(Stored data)
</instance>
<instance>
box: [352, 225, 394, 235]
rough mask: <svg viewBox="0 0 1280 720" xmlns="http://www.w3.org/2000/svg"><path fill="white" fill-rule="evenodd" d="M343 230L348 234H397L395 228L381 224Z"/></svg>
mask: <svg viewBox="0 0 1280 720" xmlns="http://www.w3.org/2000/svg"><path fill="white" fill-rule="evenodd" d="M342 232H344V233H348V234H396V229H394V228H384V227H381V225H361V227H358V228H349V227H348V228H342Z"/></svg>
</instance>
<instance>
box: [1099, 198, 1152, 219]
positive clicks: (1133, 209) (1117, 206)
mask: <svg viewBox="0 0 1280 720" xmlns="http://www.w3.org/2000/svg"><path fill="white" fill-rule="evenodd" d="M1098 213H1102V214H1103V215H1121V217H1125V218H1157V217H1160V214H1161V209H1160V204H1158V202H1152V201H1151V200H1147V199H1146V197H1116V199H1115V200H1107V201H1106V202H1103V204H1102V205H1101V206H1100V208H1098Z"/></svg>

*YOUR OBJECTIVE*. Retype the data. Every line must match the original exactly.

*OUTPUT FOR THIS EXERCISE*.
</instance>
<instance>
box: [352, 225, 394, 235]
rough mask: <svg viewBox="0 0 1280 720" xmlns="http://www.w3.org/2000/svg"><path fill="white" fill-rule="evenodd" d="M343 230L348 234H397L395 228L381 224Z"/></svg>
mask: <svg viewBox="0 0 1280 720" xmlns="http://www.w3.org/2000/svg"><path fill="white" fill-rule="evenodd" d="M342 232H344V233H348V234H396V229H394V228H384V227H381V225H361V227H358V228H349V227H348V228H342Z"/></svg>
</instance>
<instance>
box: [1099, 198, 1152, 219]
positive clicks: (1133, 209) (1117, 206)
mask: <svg viewBox="0 0 1280 720" xmlns="http://www.w3.org/2000/svg"><path fill="white" fill-rule="evenodd" d="M1098 213H1102V214H1103V215H1121V217H1125V218H1157V217H1160V214H1161V209H1160V204H1158V202H1152V201H1151V200H1147V199H1146V197H1116V199H1115V200H1107V201H1106V202H1103V204H1102V205H1101V206H1100V208H1098Z"/></svg>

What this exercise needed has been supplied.